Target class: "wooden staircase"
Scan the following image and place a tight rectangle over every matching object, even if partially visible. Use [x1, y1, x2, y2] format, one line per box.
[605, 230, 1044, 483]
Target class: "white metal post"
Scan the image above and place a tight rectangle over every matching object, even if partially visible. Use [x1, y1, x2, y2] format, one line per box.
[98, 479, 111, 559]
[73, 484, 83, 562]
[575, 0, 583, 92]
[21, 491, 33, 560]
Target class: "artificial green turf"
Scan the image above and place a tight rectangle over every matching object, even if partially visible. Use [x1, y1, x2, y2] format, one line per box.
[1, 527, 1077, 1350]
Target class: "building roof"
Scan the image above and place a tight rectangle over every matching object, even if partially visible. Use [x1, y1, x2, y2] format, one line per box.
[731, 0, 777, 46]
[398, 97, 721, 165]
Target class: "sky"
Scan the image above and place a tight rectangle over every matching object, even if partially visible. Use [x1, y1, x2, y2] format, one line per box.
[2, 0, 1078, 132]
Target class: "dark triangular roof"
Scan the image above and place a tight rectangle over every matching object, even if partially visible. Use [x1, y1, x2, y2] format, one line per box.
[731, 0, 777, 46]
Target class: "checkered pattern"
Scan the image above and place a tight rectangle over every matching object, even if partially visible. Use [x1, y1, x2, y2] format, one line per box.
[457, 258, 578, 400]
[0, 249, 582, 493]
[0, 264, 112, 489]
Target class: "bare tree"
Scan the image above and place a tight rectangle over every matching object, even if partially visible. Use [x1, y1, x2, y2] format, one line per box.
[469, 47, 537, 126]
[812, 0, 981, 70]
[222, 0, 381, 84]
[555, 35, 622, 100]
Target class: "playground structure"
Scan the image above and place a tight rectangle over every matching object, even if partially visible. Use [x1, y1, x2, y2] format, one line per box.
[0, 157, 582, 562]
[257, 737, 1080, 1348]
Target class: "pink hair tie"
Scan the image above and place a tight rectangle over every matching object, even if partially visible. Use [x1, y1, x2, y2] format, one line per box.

========

- _Requirement_: Output the entire listing above exactly, keeping each line as it is.

- _Worked solution_:
Target class: "wooden staircase"
Scan the following image and place a tight rectangle over every matching object, even if partially visible. Use [x1, y1, x2, y2] format, one line per box.
[605, 230, 1044, 483]
Target class: "white metal post"
Scan the image above and place a tight rectangle over every matching object, even if partially visible. Use [x1, y1, x2, y2] format, one line per box.
[98, 479, 111, 559]
[73, 484, 83, 562]
[575, 0, 583, 92]
[21, 491, 33, 560]
Target class: "artificial green turf"
Scan the image above and place a tight rectangle over every matching object, even if partially visible. Use [x1, y1, x2, y2] format, one line per box.
[1, 527, 1077, 1350]
Target class: "building roof"
Scan the image above and place a tight rectangle over every matching object, even if partially visible. Use [x1, y1, x2, y2] format, one line per box.
[731, 0, 777, 46]
[398, 97, 721, 165]
Target class: "sky"
Scan the image above and place a tight rectangle over every matching object, even if partially visible. Use [x1, y1, x2, y2] format, one line per box.
[2, 0, 1078, 132]
Target class: "dark triangular roof"
Scan the image above and place a tight rectangle over every matching object, even if partially visible. Use [x1, y1, x2, y2] format, one line per box.
[731, 0, 777, 46]
Target class: "checkered pattern"
Scan the image above and place a tight rectangle over every matching object, even if partially visible. Use [x1, y1, x2, y2] format, one line per box.
[457, 258, 578, 400]
[0, 249, 582, 493]
[0, 264, 112, 489]
Target class: "bare tree"
Scan the image above and place a tight rectangle over every matching object, even if partially visible. Use [x1, y1, x2, y2] format, one line per box.
[469, 47, 537, 126]
[812, 0, 981, 70]
[222, 0, 381, 84]
[555, 35, 622, 100]
Target class: "playground structure"
Scan the image above and place a tight rectangle over every matching object, even if partially visible. Use [x1, y1, x2, y2] format, one line per box.
[0, 157, 582, 562]
[257, 737, 1080, 1348]
Target class: "pink hair tie"
Scan the image above and place a tight rectangle over every matching object, even if partially visible. Use [x1, y1, x2, y2] format, one line per box.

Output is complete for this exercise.